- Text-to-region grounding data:
=====
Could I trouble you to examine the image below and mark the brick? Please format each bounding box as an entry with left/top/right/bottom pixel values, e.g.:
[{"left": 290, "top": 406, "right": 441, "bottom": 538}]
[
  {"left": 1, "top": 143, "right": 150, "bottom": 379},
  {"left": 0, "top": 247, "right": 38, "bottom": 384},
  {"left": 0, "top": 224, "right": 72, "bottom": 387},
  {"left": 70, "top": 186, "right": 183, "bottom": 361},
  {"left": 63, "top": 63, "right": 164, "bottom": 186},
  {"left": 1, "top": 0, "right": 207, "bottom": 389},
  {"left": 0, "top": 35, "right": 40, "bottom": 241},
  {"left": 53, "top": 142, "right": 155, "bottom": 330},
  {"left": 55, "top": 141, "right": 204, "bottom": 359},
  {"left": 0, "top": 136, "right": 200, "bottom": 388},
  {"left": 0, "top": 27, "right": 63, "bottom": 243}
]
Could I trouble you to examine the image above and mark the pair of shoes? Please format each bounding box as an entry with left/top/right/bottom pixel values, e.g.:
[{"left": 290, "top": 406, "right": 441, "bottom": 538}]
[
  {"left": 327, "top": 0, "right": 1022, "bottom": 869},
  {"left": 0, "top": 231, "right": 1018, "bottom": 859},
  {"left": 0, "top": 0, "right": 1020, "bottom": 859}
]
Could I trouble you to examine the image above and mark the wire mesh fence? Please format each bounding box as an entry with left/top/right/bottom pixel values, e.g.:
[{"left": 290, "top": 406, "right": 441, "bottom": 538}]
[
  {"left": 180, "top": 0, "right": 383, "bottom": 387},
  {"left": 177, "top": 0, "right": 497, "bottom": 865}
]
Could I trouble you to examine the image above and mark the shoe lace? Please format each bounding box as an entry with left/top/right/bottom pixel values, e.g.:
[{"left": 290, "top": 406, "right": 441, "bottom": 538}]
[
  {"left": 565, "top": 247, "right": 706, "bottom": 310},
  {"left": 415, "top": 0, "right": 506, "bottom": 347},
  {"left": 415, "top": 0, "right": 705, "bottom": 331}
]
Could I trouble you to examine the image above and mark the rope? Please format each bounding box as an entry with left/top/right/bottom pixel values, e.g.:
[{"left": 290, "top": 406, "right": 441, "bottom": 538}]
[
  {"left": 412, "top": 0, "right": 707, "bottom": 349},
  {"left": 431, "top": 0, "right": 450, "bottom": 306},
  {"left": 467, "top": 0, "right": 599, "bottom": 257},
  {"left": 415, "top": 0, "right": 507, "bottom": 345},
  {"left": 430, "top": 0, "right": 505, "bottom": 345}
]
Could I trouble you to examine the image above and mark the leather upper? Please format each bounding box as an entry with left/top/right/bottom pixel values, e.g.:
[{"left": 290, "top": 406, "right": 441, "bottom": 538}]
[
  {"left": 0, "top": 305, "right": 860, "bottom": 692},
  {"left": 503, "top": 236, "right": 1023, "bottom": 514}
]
=====
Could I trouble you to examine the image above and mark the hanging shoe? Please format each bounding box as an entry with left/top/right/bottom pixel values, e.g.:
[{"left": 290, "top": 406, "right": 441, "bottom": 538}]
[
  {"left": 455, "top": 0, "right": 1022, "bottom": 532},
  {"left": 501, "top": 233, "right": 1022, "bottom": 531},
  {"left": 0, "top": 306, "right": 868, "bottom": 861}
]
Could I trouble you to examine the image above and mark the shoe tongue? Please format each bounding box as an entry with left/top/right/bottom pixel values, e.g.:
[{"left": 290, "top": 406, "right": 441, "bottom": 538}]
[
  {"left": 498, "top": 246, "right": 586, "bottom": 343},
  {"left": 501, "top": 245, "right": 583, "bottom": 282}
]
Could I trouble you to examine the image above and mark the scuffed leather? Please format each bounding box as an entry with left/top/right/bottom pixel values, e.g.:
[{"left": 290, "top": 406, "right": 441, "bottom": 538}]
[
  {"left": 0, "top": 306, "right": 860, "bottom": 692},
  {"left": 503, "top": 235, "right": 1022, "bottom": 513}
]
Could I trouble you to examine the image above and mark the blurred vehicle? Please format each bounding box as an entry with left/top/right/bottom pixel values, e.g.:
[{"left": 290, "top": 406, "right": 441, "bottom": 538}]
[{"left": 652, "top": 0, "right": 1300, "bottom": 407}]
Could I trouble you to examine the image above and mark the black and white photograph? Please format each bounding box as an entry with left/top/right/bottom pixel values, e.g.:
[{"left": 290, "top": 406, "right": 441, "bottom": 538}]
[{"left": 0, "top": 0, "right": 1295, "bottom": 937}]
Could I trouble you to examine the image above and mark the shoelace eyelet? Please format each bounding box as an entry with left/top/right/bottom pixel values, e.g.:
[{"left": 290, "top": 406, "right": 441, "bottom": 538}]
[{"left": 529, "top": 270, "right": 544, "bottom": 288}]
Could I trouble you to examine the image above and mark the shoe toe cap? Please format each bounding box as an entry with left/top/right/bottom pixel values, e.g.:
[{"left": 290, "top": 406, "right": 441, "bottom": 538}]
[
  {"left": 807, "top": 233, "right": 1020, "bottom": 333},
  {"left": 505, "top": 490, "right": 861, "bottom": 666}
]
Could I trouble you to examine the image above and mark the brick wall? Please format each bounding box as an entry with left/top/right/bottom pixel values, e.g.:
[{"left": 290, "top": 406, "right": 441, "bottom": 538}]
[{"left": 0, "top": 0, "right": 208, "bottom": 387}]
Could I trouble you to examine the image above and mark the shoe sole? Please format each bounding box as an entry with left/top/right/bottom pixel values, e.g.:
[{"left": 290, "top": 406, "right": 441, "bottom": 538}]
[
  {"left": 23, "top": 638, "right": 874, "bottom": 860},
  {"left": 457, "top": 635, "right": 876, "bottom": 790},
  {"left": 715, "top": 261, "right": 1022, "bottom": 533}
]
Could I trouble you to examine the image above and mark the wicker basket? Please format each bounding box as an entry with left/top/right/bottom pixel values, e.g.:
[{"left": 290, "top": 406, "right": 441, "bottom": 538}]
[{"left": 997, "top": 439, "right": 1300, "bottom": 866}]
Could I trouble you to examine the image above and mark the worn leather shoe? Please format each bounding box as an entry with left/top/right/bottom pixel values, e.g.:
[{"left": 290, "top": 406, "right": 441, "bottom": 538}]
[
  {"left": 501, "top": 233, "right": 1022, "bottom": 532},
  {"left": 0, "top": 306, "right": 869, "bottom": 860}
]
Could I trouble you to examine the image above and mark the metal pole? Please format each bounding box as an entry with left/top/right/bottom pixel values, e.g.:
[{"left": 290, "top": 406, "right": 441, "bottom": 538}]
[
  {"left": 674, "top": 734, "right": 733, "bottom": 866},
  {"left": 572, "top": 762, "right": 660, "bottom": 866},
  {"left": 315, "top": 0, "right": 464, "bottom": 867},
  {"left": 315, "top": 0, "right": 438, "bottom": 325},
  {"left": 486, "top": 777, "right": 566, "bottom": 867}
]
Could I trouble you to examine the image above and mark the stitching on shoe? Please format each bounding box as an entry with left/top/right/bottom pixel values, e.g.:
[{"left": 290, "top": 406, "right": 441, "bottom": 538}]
=====
In the data above, find the line that contains "the shoe lace?" and the line that contains "mark the leather". Repeat exactly those lines and every line between them, and only those.

Could I trouble you to examine the image above and mark the shoe lace? Please format each bounding box as an entry with left/top/right/bottom pixel values, e.g.:
[{"left": 290, "top": 406, "right": 441, "bottom": 538}]
[
  {"left": 565, "top": 247, "right": 706, "bottom": 310},
  {"left": 415, "top": 0, "right": 506, "bottom": 347},
  {"left": 415, "top": 0, "right": 705, "bottom": 331}
]
Could I trouble you to examine the image above and mark the rope? Please format each bounding box as an entry with left/top/right/bottom pixel values, e.g.:
[{"left": 290, "top": 406, "right": 441, "bottom": 538}]
[
  {"left": 412, "top": 0, "right": 707, "bottom": 349},
  {"left": 431, "top": 0, "right": 450, "bottom": 306},
  {"left": 467, "top": 0, "right": 599, "bottom": 257},
  {"left": 415, "top": 0, "right": 507, "bottom": 345},
  {"left": 430, "top": 0, "right": 505, "bottom": 345}
]
Could I trouble you to examine the image above and mark the leather upper? Please format each bounding box as an entry with left/top/right/bottom pixel values, e.g.:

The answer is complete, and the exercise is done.